TO DO
Reproduce the lines of every entry below with "headgear" switched to "helmet" throughout, keeping everything else unchanged and leaving out the pictures.

DATASET ENTRIES
— Start —

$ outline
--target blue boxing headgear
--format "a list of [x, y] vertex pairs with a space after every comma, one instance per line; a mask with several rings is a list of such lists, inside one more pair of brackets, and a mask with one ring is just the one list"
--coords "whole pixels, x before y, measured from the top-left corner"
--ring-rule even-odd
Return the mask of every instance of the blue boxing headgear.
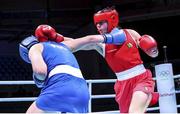
[[25, 38], [23, 41], [21, 41], [21, 43], [19, 44], [19, 54], [21, 56], [21, 58], [27, 62], [27, 63], [31, 63], [28, 53], [29, 53], [29, 49], [34, 45], [39, 43], [39, 41], [37, 40], [37, 38], [33, 35]]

— End —

RESULT FOR THIS TASK
$ outline
--target blue boxing helmet
--format "a list of [x, y] vertex pairs with a space after every comma, one instance per line; a mask with several rings is a list of such lists, inside one more pair of brackets, and a mask with one ring is just the one list"
--coords "whole pixels, x before y, measured from the top-left corner"
--ring-rule even-odd
Return the mask of every instance of the blue boxing helmet.
[[25, 38], [23, 41], [21, 41], [21, 43], [19, 44], [19, 54], [21, 56], [21, 58], [27, 62], [27, 63], [31, 63], [28, 53], [29, 53], [29, 49], [34, 45], [39, 43], [39, 41], [37, 40], [37, 38], [33, 35]]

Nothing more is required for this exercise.